PROVIDED DATA>

· · · ·

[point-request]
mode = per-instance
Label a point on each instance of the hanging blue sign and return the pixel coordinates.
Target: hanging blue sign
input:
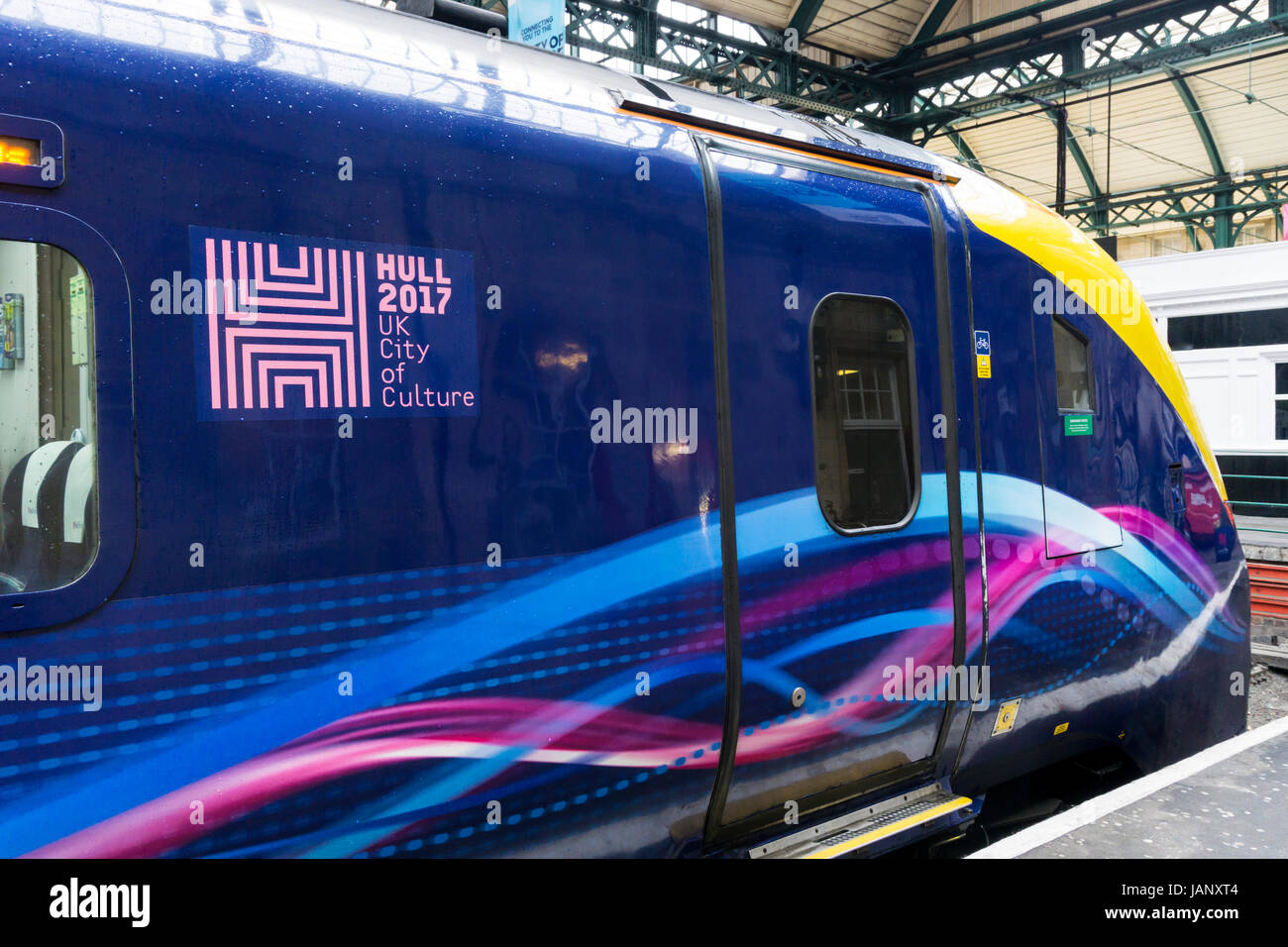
(539, 24)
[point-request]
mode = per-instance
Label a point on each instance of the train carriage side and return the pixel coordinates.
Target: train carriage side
(432, 553)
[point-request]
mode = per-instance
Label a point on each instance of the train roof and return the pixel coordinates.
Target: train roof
(384, 51)
(381, 52)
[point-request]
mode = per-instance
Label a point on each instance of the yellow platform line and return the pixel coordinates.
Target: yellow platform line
(894, 827)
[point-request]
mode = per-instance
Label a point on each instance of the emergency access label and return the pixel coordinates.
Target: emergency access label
(305, 328)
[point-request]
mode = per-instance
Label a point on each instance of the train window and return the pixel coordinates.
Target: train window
(48, 471)
(1074, 388)
(864, 441)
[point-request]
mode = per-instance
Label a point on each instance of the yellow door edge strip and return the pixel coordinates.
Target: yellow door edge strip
(893, 828)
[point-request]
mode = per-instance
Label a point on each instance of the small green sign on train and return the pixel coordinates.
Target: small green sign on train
(1077, 424)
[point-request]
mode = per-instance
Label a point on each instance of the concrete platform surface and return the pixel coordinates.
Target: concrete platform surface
(1227, 801)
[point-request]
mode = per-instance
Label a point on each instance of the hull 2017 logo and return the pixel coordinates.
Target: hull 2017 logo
(303, 328)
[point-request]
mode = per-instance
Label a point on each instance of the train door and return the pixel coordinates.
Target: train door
(1080, 476)
(840, 454)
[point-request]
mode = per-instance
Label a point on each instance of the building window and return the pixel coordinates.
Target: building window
(1280, 401)
(1076, 390)
(48, 467)
(864, 440)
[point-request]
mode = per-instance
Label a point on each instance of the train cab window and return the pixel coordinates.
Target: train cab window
(48, 471)
(864, 442)
(1073, 381)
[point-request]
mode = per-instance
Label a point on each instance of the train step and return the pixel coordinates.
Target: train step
(858, 830)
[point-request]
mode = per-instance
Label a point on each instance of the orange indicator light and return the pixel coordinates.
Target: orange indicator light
(20, 151)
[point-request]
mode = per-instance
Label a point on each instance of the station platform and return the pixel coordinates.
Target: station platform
(1227, 801)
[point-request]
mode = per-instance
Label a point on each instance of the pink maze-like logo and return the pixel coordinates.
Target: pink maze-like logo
(297, 328)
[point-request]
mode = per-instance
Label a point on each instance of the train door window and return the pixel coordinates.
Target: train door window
(48, 470)
(864, 438)
(1074, 388)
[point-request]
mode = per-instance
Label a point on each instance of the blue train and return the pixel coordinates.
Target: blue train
(413, 444)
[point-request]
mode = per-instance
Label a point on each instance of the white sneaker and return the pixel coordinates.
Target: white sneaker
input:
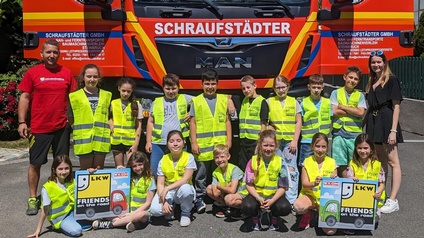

· · · ·

DIRECTION> Count the lines in the records above that contain the string "maze", treating uppercase and lowercase letters as distinct, and give only the number.

PROBLEM SOLUTION> 2